Tarih boyunca Selçuklular, Eyyûbîler, özellikle de Osmanlıların
İslâm’ın kurucu kaynaklarına sımsıkı tutunarak gerçekleştirdikleri uzun soluklu
yolculuk, değişkenlerin sâbiteleri yutmasının önündeki bütün engelleri bertaraf
eden ve tasavvufî olarak söylersek
“a’yân-ı sâbite”nin (eşyanın görünür hâle
gelmeden önce Allah’ın ilminde bilgi olarak mevcûdiyeti, zâhir olan varlıkların
Allah’ın ilmindeki mâhiyetleri, gizli hakikatleri değişkenleri
yorumlamasının önünü sonuna kadar açan Ehl-i Sünnet omurganın inşâsıyla
gerçekleştirilen, bin yıl İslâm dünyasını dimdik ayakta tutan ve dünya tarihini
Müslümanların yapmasını mümkün kılan bu ümmîleşme çabasını sarsılmaz bir
ümmetleşme gerçeğine dönüştürmüş, yeryüzünde yaklaşık bin yıllık Müslüman dünya
düzeninin hâkim olmasını sağlamıştır.
Özetle, Batılılar İslâm dünyasını, dolayısıyla İslâm’ı nereden
vuracaklarını çok iyi biliyorlar. Kurucu temelleri yıkmak, bizi millet yapan
itikadi yapımızı tahrip etmek, aşağılık histerisine kapılıp bunun karmaşıklığını
aşılayarak moral değerlerimizi yerle yeksan etmek istemişlerdir.
Peki, milletçe biz bunun farkında mıyız, biliyor muyuz? Hayır!
Yüz yıldır uygulanan politikalardan (!) anlıyoruz ki, biliyor
olsaydık, İslâm’ın insanlığa sunduğu diriltici rûhun usûlünü gösteren Hazreti
Peygamber’e, O’nun izinden giden Ehl-i Sünnet omurgaya, cemaatlere, tarîkatlere
yapılan saldırıların amacının İslâm’ın altını oymak, İslâm’ı devletten ve
toplumdan uzaklaştırmak olduğu gerçeğini görebilirdik!

■ Uygulama Görevi 1 ■
Kayıtların ilk satırından "[127,198,163,224]" ifadesinin yer aldığı satıra kadar, bu satır da dâhil olmak üzere, kayıtları hiçbir değişiklik yapmadan yazınız.
Aşağıdaki kayıtların okuma parçasıyla hiçbir ilgisi bulunmamaktadır.

■ Sağlanan Bilgiler ■
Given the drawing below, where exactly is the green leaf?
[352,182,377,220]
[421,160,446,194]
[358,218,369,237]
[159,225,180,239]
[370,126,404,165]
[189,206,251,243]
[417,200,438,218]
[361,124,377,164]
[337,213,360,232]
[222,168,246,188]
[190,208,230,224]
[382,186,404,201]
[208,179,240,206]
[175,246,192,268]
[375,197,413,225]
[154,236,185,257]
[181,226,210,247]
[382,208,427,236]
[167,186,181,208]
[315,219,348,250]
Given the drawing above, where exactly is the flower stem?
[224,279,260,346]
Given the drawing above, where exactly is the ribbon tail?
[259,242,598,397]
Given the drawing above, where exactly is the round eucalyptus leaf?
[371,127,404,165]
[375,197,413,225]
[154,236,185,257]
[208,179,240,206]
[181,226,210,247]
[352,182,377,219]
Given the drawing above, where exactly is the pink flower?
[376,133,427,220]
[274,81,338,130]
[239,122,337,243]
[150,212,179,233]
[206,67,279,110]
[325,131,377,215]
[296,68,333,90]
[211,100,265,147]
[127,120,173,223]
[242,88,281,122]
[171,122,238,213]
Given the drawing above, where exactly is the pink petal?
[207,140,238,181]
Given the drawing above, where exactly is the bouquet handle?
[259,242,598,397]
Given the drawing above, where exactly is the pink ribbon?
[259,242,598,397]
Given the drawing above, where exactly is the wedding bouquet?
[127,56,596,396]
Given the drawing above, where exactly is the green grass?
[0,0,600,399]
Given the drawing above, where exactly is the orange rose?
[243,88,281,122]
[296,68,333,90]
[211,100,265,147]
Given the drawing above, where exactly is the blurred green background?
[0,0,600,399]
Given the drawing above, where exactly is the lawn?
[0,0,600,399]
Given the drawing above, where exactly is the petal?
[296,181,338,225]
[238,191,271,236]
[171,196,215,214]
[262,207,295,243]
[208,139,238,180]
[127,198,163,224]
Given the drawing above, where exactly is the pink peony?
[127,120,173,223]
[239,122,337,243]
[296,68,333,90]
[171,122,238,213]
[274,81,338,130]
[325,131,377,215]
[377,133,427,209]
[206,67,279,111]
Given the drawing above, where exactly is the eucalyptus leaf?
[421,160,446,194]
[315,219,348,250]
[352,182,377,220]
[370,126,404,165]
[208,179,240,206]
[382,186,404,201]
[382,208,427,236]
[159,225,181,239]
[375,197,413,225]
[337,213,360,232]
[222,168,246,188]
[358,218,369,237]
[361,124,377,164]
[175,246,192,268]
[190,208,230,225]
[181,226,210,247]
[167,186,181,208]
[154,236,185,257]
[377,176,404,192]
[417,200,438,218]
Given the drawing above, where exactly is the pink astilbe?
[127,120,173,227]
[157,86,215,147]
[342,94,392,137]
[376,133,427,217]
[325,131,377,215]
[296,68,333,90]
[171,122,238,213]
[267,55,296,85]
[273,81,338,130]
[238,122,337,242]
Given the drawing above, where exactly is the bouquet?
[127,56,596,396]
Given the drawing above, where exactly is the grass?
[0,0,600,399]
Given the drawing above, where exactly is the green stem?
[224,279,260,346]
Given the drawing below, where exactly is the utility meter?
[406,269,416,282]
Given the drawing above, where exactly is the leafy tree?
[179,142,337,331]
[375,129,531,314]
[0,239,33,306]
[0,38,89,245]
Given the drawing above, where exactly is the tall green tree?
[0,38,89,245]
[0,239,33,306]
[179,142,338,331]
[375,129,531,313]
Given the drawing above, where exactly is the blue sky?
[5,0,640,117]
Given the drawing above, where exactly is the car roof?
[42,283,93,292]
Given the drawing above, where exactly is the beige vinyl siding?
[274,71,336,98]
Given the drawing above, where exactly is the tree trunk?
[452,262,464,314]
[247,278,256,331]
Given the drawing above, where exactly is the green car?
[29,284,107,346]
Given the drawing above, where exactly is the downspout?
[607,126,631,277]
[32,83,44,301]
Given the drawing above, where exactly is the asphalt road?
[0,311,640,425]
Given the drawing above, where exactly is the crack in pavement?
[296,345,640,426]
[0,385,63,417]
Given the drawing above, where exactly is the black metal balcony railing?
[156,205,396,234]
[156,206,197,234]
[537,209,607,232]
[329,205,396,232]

■ Uygulama Görevi 2 ■
Okuma parçasının tamamını, tek bir harfini bile değiştirmeden yeniden aktarınız.

■ Uygulama Cevabı 1 ■
Given the drawing below, where exactly is the green leaf?
[352,182,377,220]
[421,160,446,194]
[358,218,369,237]
[159,225,180,239]
[370,126,404,165]
[189,206,251,243]
[417,200,438,218]
[361,124,377,164]
[337,213,360,232]
[222,168,246,188]
[190,208,230,224]
[382,186,404,201]
[208,179,240,206]
[175,246,192,268]
[375,197,413,225]
[154,236,185,257]
[181,226,210,247]
[382,208,427,236]
[167,186,181,208]
[315,219,348,250]
Given the drawing above, where exactly is the flower stem?
[224,279,260,346]
Given the drawing above, where exactly is the ribbon tail?
[259,242,598,397]
Given the drawing above, where exactly is the round eucalyptus leaf?
[371,127,404,165]
[375,197,413,225]
[154,236,185,257]
[208,179,240,206]
[181,226,210,247]
[352,182,377,219]
Given the drawing above, where exactly is the pink flower?
[376,133,427,220]
[274,81,338,130]
[239,122,337,243]
[150,212,179,233]
[206,67,279,110]
[325,131,377,215]
[296,68,333,90]
[211,100,265,147]
[127,120,173,223]
[242,88,281,122]
[171,122,238,213]
Given the drawing above, where exactly is the pink petal?
[207,140,238,181]
Given the drawing above, where exactly is the bouquet handle?
[259,242,598,397]
Given the drawing above, where exactly is the pink ribbon?
[259,242,598,397]
Given the drawing above, where exactly is the wedding bouquet?
[127,56,596,396]
Given the drawing above, where exactly is the green grass?
[0,0,600,399]
Given the drawing above, where exactly is the orange rose?
[243,88,281,122]
[296,68,333,90]
[211,100,265,147]
Given the drawing above, where exactly is the blurred green background?
[0,0,600,399]
Given the drawing above, where exactly is the lawn?
[0,0,600,399]
Given the drawing above, where exactly is the petal?
[296,181,338,225]
[238,191,271,236]
[171,196,215,214]
[262,207,295,243]
[208,139,238,180]
[127,198,163,224]

■ Uygulama Cevabı 2 ■
Tarih boyunca Selçuklular, Eyyûbîler, özellikle de Osmanlıların
İslâm’ın kurucu kaynaklarına sımsıkı tutunarak gerçekleştirdikleri uzun soluklu
yolculuk, değişkenlerin sâbiteleri yutmasının önündeki bütün engelleri bertaraf
eden ve tasavvufî olarak söylersek
“a’yân-ı sâbite”nin (eşyanın görünür hâle
gelmeden önce Allah’ın ilminde bilgi olarak mevcûdiyeti, zâhir olan varlıkların
Allah’ın ilmindeki mâhiyetleri, gizli hakikatleri değişkenleri
yorumlamasının önünü sonuna kadar açan Ehl-i Sünnet omurganın inşâsıyla
gerçekleştirilen, bin yıl İslâm dünyasını dimdik ayakta tutan ve dünya tarihini
Müslümanların yapmasını mümkün kılan bu ümmîleşme çabasını sarsılmaz bir
ümmetleşme gerçeğine dönüştürmüş, yeryüzünde yaklaşık bin yıllık Müslüman dünya
düzeninin hâkim olmasını sağlamıştır.
Özetle, Batılılar İslâm dünyasını, dolayısıyla İslâm’ı nereden
vuracaklarını çok iyi biliyorlar. Kurucu temelleri yıkmak, bizi millet yapan
itikadi yapımızı tahrip etmek, aşağılık histerisine kapılıp bunun karmaşıklığını
aşılayarak moral değerlerimizi yerle yeksan etmek istemişlerdir.
Peki, milletçe biz bunun farkında mıyız, biliyor muyuz? Hayır!
Yüz yıldır uygulanan politikalardan (!) anlıyoruz ki, biliyor
olsaydık, İslâm’ın insanlığa sunduğu diriltici rûhun usûlünü gösteren Hazreti
Peygamber’e, O’nun izinden giden Ehl-i Sünnet omurgaya, cemaatlere, tarîkatlere
yapılan saldırıların amacının İslâm’ın altını oymak, İslâm’ı devletten ve
toplumdan uzaklaştırmak olduğu gerçeğini görebilirdik!